Exactly and only the lines from the one containing "For practice, label the cabin wall" through the close of the entries below are to be set down.

Point annotation records:
▼

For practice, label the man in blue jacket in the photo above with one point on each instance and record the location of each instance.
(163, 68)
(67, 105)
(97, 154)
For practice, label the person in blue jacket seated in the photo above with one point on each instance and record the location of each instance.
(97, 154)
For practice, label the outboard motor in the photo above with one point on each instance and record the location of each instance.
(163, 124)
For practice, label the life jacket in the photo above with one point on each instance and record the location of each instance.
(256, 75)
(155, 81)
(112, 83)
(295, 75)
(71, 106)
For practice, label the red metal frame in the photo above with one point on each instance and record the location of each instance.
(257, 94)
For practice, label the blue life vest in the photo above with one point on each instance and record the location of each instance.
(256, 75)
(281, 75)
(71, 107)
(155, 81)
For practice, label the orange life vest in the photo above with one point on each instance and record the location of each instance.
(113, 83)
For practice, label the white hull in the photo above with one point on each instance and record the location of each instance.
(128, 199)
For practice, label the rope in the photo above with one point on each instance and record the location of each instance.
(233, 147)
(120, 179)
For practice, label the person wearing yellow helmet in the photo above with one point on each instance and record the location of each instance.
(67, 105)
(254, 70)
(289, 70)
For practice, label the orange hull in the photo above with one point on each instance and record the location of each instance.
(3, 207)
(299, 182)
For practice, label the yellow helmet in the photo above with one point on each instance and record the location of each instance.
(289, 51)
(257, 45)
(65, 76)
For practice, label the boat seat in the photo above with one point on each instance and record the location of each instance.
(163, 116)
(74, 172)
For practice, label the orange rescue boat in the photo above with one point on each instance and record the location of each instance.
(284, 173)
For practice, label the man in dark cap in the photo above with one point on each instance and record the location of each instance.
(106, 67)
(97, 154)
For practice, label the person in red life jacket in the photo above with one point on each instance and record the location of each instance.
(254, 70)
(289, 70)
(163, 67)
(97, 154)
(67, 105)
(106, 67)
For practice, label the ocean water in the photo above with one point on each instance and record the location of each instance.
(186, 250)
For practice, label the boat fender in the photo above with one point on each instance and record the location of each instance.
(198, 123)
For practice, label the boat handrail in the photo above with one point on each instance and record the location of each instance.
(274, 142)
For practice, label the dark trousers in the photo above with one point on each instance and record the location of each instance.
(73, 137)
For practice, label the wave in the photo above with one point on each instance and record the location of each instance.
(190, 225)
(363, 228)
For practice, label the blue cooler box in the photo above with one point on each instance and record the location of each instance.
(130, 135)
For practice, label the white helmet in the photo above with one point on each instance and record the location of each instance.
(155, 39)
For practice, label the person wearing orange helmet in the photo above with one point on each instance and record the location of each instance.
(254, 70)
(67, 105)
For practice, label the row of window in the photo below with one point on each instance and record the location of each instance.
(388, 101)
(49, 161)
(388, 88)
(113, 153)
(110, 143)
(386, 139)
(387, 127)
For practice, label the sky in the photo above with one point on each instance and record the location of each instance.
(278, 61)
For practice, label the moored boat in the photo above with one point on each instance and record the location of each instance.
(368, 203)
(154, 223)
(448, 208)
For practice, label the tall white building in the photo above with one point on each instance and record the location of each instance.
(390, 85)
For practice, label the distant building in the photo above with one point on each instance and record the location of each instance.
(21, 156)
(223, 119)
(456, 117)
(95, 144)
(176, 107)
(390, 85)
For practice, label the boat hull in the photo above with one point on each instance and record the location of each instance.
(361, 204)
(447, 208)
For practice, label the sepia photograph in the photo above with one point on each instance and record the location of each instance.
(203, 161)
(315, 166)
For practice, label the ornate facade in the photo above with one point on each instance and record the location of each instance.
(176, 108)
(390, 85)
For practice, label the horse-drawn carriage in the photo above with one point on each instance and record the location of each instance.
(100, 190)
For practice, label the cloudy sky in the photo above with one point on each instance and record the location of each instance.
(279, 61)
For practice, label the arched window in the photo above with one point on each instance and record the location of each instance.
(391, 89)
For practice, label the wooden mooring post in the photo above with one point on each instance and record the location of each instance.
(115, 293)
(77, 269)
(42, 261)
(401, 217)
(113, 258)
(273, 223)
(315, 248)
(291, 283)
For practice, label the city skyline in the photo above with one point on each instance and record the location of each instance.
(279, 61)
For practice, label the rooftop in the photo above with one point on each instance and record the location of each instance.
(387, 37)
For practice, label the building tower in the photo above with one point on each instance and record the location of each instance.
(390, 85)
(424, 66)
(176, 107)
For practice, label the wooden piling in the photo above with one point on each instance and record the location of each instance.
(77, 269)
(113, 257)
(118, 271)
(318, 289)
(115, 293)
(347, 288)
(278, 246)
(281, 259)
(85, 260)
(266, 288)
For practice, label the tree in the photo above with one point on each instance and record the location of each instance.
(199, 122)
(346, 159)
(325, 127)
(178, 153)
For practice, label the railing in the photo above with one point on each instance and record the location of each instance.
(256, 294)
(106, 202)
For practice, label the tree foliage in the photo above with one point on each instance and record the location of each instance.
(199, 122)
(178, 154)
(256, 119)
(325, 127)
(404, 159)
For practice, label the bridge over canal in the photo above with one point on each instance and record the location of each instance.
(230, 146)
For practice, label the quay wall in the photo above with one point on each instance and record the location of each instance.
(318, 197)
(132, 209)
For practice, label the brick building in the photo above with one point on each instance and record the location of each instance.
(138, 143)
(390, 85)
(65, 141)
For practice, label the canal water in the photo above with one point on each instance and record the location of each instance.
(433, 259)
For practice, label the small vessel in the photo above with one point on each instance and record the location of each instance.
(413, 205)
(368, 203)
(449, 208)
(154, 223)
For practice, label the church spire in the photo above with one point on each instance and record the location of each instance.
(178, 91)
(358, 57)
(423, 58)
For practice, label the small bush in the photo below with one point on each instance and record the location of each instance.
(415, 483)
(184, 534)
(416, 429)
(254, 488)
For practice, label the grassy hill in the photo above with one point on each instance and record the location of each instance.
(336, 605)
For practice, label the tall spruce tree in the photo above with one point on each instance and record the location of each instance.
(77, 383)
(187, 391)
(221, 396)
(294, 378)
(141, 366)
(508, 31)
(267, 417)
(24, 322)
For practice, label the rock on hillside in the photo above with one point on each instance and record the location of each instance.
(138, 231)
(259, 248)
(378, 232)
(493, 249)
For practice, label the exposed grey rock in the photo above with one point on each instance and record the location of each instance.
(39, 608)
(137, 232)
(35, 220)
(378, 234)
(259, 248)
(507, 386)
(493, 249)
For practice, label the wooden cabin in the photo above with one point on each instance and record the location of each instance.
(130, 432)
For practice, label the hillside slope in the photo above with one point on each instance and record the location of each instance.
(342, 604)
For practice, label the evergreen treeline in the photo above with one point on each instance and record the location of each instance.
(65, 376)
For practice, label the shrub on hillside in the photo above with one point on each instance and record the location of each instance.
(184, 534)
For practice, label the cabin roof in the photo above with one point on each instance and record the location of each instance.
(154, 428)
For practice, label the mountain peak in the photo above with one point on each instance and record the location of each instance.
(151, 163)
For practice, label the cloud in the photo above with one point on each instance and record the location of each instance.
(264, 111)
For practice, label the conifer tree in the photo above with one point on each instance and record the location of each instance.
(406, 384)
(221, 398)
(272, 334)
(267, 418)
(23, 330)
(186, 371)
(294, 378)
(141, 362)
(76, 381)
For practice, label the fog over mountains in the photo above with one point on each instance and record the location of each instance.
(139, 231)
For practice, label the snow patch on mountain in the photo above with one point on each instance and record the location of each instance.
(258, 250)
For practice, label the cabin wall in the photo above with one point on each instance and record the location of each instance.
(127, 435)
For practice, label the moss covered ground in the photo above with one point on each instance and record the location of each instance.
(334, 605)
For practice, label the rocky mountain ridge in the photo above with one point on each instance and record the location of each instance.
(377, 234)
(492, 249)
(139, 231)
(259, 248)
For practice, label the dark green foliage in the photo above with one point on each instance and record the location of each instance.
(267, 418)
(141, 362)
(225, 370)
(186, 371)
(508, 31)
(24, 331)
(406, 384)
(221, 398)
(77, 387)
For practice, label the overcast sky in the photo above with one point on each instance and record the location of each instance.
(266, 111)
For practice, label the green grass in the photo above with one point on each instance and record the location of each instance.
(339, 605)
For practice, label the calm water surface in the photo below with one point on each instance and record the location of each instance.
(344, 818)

▲

-- Task solution --
For practice, label the cabin wall in the photo above with one point on each instance and record the location of each instance.
(127, 435)
For practice, label the moss covered ground in the photo above with one point on each instance and record the location of each instance.
(334, 605)
For practice, label the rocky mountain ridge in the photo above with one point on each instance and record the location of each instance.
(377, 234)
(492, 249)
(139, 231)
(259, 248)
For practice, label the dark green foliage in the photo above with one point on each instance and record the location of each instance.
(267, 418)
(141, 362)
(225, 370)
(186, 371)
(508, 31)
(24, 331)
(406, 384)
(221, 398)
(77, 387)
For practice, label the overcast sky in the photo above with one point on each instance and record the location of each instance.
(266, 111)
For practice, label the green grass in the photo above with one point on each instance and record the location of each instance.
(339, 605)
For practice, label the calm water surface in the photo below with one point on each instance and record the location of each instance.
(344, 818)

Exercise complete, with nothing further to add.